/---
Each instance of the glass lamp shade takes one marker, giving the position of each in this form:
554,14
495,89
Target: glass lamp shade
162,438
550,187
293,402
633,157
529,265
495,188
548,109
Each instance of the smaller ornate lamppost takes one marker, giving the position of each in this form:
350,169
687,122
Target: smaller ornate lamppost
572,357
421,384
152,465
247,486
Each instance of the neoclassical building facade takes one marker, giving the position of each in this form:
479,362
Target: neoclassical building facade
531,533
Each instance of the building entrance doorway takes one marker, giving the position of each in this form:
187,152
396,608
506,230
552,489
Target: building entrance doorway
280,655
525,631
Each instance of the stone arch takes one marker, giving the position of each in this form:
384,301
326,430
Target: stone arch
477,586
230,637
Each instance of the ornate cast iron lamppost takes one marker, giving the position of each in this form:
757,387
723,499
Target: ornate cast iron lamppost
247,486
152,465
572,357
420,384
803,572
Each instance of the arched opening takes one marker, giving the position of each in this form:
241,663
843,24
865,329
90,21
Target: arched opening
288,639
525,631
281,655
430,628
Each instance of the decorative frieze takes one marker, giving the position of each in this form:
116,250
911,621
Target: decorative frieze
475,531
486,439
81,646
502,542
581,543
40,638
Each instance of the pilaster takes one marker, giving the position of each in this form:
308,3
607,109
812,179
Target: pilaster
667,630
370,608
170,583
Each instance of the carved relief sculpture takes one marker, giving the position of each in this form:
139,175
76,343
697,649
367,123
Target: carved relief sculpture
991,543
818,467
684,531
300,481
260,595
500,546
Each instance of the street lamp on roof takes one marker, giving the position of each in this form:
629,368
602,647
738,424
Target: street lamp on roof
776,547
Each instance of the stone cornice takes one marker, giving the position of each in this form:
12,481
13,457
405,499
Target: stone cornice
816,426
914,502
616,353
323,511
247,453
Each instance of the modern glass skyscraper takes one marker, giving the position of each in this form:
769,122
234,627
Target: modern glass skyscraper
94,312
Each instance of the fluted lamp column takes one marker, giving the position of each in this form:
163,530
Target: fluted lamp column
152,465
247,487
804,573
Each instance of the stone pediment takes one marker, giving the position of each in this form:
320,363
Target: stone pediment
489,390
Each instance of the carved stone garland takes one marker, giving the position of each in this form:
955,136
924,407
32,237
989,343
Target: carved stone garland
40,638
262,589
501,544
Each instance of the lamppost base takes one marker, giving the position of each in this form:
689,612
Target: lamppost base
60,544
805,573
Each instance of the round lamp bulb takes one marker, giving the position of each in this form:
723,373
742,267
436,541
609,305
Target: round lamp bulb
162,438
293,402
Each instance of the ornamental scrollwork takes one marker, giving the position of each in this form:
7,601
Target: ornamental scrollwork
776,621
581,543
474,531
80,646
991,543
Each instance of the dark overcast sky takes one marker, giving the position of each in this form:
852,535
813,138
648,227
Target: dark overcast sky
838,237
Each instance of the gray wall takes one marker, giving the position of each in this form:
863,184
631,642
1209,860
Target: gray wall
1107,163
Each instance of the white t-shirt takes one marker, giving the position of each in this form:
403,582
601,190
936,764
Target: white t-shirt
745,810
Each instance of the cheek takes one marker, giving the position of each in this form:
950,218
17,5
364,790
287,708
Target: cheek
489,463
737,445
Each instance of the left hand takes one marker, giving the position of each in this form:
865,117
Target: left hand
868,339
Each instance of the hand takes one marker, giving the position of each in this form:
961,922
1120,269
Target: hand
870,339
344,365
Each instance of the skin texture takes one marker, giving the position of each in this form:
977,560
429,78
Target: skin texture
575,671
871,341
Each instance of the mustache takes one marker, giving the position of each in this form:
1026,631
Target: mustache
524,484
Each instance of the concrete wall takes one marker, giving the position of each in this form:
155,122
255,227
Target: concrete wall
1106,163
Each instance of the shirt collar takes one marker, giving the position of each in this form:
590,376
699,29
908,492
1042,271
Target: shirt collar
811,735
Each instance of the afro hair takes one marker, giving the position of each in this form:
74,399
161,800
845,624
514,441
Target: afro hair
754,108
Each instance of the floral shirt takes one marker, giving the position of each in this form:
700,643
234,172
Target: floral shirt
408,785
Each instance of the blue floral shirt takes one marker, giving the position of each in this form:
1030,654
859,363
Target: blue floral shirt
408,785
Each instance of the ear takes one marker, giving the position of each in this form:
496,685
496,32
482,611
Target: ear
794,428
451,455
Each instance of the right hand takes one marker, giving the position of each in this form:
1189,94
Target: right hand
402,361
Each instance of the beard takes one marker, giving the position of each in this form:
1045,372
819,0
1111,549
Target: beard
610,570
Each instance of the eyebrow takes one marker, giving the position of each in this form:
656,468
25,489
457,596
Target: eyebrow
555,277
\---
PROBLEM DETAILS: Reproduce all of the material above verbatim, line for line, without changing any word or number.

EXERCISE ANSWER:
Each instance of the glass lamp shade takes one marker, giving the position of each in this form:
554,14
495,89
Target: glass lamp shade
162,438
550,187
293,402
633,157
529,265
495,188
548,109
Each instance of the smaller ornate lamppost takes one marker, giving the position of each in this form:
350,169
687,122
Target: smaller ornate lamppost
572,357
421,384
152,465
247,486
Each instance of the neoclassical building facade takes one marker, giving the position of each in this form:
479,362
Target: neoclassical building facade
531,533
Each instance of the building entrance doorway takes one marker, giving the position of each in this form:
187,152
396,608
506,230
552,489
Target: building entrance doorway
280,655
525,631
Each instance of the stone arch takes one marker, giving the position of each in this form:
384,301
326,430
Target: stone arch
477,586
230,637
Each instance of the ornate cast iron lamppost takes one marker, giving the position of each in this form:
757,387
723,499
Target: ornate cast iron lamppost
247,486
152,465
572,357
420,384
803,572
Each instance of the arched opening takes one marker, giving the position of each in this form:
241,663
843,24
865,329
90,21
Target: arched opening
288,639
525,631
281,655
430,628
Each instance of the decorative frieze takes one marker, giving the position of each in this form:
116,250
911,621
Target: decorative frieze
475,531
486,439
81,646
502,542
581,543
40,638
Each instance of the pilaster takes one marker, giving the position of each in this form:
308,3
607,109
812,179
Target: pilaster
667,630
370,608
170,583
Each instance of the carved relief sculpture takes one marker, giving the position of each in this form:
139,175
76,343
697,649
367,123
Target: carved relief sculpture
991,543
818,467
684,531
300,481
260,595
500,546
Each instance of the street lamp on roof takes one marker, giving the position of each in this form:
629,368
602,647
738,424
Target: street lamp on roof
776,547
Each instance of the stone cornice takes one marker, giving the position of each in this form:
12,481
13,457
405,499
Target: stone cornice
816,426
914,502
616,353
323,511
247,453
Each instance of the modern glass skyscraper takes one marker, giving the position of each in this form:
769,122
234,627
Target: modern glass skyscraper
94,312
Each instance of the fluted lamp column takes one marker, giving the position of each in this form:
163,530
Target: fluted lamp column
152,465
247,487
804,573
Each instance of the stone pediment takes one marker, giving the position of each in this form:
320,363
Target: stone pediment
489,390
Each instance of the carved stone garland takes one marker, giving the position of each in this form:
955,136
924,407
32,237
989,343
Target: carved stone garland
40,638
262,589
501,544
Each instance of the lamppost base takes one marker, giving the position of each in this form:
689,612
Target: lamppost base
60,544
805,573
Each instance of the round lamp bulb takes one marker, giving the position of each in this form:
723,373
742,267
436,541
609,305
Target: round lamp bulb
162,438
293,402
Each instance of the ornamental scrollwork takes one marker, giving the position of each in this form:
7,601
Target: ornamental scrollwork
776,621
581,543
474,531
80,646
991,543
Each instance of the dark overcast sky takes one marker, giving the position of each in this form:
852,535
813,138
648,227
Target: dark overcast sky
838,237
Each instance of the gray wall takes one marker, giving the position of each in this form:
863,184
631,642
1209,860
Target: gray wall
1107,163
Each instance of the white t-shirt takes one marker, giving the position of each in this form:
403,582
601,190
936,764
Target: white t-shirt
745,810
Each instance of the cheek takes one marker, giving the position of each in this form:
950,218
17,5
364,790
287,708
Target: cheek
489,463
737,445
Each instance of the left hand takes one marker, giving the position of each in this form:
865,117
Target: left hand
868,339
Each instance of the hand takes one marker, giving the position of each in this form:
961,922
1120,269
Target: hand
870,339
344,365
Each instance of the skin texture takes one marker, giving the position of each in this form:
977,560
429,78
Target: skin texture
575,671
871,341
Each instance of the mustache takes one marker, giving the position of each in this form:
1026,631
Target: mustache
524,484
Each instance of the concrete wall takes one marker, giving the position of each in this form:
155,122
255,227
Target: concrete wall
1106,163
Each instance of the shirt collar takes one marker, giving the position of each in this form:
590,376
699,29
908,492
1042,271
Target: shirt collar
811,735
Each instance of the afro hair takes one marker, giving the position of each in this form:
74,399
161,800
845,624
514,441
Target: afro hair
754,108
Each instance of the floral shirt takes one marker, giving the position of each in this form:
700,643
234,172
Target: floral shirt
408,785
Each instance of the blue floral shirt takes one marker, giving the position of each in this form:
1030,654
859,363
Target: blue floral shirt
408,785
Each instance of the ear takes one marker, giving the position of each in this form:
496,685
496,32
482,611
Target: ear
794,428
451,455
Each instance of the right hand takes one marker, giving the position of each in this form:
1189,94
Target: right hand
402,361
Each instance of the beard takes one marker, giving the position of each in this form:
1045,372
819,0
1111,549
Target: beard
610,570
Each instance of the eyebrow takes one marker, giving the position of each in this form:
656,468
25,489
457,596
Target: eyebrow
555,277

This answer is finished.